• _Source records_
########
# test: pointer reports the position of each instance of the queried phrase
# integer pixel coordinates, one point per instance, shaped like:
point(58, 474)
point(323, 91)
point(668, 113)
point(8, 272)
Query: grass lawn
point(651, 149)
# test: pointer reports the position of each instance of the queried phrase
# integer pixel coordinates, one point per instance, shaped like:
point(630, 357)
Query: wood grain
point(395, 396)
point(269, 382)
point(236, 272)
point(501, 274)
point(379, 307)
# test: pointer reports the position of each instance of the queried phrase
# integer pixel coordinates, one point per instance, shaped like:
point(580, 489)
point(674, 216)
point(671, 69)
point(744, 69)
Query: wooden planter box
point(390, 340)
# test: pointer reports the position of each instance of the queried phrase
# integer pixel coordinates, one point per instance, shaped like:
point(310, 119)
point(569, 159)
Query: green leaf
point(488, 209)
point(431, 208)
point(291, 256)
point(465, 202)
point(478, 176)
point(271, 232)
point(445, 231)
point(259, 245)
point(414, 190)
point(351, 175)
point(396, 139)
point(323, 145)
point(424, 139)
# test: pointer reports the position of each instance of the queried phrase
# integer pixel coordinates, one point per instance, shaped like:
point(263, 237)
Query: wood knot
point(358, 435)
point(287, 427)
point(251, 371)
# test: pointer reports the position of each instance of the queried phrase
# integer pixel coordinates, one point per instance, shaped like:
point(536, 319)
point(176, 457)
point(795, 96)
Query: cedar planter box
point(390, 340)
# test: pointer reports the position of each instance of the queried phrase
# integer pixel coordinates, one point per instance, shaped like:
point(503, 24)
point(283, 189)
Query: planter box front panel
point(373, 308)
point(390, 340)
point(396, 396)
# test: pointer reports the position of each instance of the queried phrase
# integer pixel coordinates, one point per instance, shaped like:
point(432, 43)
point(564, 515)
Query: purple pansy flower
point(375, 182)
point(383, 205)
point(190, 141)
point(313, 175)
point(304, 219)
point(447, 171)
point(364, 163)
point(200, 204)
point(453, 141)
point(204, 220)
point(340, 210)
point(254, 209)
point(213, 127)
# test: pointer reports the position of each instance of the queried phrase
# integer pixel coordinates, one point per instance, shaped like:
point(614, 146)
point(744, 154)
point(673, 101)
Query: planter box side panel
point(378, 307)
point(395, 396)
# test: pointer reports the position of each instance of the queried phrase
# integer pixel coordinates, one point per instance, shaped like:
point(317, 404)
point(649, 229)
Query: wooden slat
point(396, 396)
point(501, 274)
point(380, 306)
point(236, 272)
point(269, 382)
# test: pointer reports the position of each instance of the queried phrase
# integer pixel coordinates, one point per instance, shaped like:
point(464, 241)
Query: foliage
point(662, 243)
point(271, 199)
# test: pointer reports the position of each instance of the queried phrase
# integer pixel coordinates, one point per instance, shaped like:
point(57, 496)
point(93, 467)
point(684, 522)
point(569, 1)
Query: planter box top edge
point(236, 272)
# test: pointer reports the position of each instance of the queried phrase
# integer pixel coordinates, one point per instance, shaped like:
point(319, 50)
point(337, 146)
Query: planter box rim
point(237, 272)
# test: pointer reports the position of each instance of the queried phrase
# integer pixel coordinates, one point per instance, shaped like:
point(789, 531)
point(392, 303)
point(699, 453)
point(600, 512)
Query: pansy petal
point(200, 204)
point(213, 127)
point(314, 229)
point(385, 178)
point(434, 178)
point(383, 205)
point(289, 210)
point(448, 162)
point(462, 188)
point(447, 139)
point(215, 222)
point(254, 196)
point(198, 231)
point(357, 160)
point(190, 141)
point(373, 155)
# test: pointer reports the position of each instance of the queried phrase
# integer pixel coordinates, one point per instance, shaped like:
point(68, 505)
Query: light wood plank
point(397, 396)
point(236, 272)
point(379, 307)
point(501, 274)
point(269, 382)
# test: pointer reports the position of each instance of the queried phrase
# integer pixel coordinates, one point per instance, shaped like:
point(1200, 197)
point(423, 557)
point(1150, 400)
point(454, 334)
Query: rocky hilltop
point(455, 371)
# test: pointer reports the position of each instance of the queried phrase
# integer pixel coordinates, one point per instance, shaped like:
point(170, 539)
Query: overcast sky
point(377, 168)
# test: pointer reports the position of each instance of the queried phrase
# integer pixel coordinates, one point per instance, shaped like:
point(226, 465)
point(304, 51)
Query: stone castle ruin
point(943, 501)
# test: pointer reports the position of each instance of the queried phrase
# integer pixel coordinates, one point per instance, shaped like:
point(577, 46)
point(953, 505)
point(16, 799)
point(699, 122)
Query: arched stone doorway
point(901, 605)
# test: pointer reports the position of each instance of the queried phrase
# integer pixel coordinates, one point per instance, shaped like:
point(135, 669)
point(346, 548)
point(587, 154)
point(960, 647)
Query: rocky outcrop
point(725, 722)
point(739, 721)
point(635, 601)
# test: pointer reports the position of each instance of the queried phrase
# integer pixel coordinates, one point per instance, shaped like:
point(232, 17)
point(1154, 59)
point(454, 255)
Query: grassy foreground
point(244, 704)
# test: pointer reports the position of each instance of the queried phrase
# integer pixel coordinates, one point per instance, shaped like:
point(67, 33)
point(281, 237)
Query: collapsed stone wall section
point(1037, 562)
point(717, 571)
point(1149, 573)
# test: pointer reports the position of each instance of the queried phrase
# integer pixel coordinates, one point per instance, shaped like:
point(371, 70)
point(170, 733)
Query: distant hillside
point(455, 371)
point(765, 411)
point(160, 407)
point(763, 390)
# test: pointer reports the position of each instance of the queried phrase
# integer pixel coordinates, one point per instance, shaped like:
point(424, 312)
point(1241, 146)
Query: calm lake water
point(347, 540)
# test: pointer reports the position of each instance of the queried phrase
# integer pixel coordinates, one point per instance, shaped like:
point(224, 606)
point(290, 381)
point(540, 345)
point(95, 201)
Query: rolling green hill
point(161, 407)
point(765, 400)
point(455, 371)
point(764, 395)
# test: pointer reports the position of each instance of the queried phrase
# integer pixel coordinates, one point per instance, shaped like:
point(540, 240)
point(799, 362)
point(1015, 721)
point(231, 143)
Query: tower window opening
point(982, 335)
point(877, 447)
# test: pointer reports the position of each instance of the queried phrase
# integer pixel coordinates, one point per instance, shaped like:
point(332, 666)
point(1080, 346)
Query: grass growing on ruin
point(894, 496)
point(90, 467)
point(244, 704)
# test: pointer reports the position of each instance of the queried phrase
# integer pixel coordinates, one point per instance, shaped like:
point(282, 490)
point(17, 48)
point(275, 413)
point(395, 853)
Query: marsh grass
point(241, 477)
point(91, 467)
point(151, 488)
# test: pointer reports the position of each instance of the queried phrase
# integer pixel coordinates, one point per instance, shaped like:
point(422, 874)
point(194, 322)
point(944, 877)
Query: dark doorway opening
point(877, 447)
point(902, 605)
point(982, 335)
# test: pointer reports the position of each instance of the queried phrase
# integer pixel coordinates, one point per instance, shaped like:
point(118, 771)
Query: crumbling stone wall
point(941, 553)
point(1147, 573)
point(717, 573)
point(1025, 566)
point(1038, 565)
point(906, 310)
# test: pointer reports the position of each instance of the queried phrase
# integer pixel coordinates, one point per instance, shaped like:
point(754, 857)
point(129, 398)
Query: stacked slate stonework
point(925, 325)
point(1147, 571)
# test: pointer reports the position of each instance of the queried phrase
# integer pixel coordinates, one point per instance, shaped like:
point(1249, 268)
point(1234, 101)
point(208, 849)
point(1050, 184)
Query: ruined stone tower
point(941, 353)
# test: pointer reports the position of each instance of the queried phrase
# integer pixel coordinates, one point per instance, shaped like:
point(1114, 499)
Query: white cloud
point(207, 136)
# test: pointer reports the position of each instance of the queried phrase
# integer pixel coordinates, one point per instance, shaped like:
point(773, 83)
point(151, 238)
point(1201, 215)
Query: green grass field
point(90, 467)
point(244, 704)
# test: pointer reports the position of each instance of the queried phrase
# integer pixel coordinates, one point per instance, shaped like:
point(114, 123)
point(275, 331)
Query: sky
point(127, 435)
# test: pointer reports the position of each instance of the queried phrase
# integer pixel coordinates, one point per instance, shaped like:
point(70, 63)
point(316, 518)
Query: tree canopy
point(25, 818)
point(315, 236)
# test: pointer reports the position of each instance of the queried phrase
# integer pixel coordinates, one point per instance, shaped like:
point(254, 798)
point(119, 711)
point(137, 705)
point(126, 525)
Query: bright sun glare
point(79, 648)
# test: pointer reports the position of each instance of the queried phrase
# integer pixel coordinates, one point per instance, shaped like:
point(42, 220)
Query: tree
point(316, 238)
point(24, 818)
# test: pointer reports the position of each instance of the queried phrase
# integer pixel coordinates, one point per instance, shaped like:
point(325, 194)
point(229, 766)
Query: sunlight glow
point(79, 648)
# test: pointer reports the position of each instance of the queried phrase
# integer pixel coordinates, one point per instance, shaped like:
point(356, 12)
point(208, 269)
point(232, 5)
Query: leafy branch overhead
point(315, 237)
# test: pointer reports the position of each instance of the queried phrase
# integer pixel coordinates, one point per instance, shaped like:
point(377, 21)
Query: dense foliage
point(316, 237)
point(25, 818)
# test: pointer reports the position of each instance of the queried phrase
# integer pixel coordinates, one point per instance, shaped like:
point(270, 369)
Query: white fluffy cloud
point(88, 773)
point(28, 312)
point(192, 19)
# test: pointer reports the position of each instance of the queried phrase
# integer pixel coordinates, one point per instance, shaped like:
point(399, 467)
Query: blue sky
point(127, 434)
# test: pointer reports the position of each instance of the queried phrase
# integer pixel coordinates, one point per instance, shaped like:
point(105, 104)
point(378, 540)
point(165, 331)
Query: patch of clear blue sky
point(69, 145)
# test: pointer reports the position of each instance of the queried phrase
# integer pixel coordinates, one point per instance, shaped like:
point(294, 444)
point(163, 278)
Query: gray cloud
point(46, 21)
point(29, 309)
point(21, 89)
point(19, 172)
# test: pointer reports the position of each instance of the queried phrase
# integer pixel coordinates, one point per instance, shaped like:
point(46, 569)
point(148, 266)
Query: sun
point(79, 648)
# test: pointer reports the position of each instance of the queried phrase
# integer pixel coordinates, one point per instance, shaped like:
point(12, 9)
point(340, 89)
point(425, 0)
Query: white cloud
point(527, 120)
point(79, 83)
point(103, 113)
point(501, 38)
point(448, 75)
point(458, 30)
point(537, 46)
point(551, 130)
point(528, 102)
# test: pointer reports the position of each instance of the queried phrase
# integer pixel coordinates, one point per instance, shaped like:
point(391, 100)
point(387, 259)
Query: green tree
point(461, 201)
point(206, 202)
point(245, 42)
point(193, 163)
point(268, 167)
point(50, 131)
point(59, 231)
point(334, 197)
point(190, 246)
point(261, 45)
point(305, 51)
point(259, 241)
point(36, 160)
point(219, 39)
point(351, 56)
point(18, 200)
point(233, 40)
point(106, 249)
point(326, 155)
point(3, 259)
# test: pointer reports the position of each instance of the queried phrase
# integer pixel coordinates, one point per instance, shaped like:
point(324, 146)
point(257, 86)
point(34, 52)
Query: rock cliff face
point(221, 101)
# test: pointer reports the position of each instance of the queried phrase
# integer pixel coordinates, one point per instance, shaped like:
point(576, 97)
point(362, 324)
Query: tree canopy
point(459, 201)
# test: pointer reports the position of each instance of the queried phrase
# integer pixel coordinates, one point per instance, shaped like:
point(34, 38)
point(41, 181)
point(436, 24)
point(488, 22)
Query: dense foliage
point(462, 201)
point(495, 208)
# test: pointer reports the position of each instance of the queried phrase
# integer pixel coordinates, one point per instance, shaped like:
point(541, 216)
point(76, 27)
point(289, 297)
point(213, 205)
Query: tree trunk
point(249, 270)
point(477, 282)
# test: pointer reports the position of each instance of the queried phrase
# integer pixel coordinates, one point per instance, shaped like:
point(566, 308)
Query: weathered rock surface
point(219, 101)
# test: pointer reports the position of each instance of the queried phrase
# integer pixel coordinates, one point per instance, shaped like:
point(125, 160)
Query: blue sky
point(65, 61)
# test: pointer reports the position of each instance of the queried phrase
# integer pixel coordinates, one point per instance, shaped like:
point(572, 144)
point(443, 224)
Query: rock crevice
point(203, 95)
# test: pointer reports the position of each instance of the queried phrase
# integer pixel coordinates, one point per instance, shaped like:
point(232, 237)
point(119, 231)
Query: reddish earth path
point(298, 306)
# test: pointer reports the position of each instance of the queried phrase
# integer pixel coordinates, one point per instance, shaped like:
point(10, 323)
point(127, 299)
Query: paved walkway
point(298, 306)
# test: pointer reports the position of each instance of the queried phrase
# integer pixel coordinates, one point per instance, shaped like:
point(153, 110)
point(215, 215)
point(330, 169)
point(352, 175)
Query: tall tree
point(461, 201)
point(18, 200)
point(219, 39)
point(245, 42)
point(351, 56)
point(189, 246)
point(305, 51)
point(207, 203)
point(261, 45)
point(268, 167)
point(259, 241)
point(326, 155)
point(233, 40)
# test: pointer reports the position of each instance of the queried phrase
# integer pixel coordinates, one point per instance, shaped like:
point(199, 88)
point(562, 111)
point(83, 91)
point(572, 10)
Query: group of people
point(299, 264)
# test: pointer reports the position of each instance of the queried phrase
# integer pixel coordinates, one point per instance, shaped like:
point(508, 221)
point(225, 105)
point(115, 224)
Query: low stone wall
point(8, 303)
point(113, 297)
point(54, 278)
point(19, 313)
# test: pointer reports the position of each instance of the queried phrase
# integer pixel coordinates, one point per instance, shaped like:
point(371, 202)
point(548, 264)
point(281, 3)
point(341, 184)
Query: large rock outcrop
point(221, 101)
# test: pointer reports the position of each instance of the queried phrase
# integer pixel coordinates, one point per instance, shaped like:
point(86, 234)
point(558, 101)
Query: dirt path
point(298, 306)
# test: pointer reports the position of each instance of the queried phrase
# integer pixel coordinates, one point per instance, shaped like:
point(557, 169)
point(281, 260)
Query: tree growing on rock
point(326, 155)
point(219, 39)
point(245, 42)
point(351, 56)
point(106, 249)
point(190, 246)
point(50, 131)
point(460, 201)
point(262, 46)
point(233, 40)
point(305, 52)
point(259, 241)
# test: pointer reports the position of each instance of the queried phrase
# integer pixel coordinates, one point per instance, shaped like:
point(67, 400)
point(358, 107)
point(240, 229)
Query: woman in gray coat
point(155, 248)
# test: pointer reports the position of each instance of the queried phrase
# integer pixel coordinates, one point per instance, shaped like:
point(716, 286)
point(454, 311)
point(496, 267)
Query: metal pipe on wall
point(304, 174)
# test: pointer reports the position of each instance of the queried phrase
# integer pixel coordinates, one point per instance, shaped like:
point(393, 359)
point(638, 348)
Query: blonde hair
########
• _REQUIREMENT_
From the records above, give again exactly the lines running from the line with "point(323, 91)" to the line with "point(630, 357)", inclusive.

• _RESPONSE TO THIS EXERCISE_
point(323, 91)
point(668, 113)
point(8, 272)
Query: grass lawn
point(651, 149)
# test: pointer reports the position of each instance of the queried phrase
# integer pixel coordinates, one point per instance, shaped like:
point(630, 357)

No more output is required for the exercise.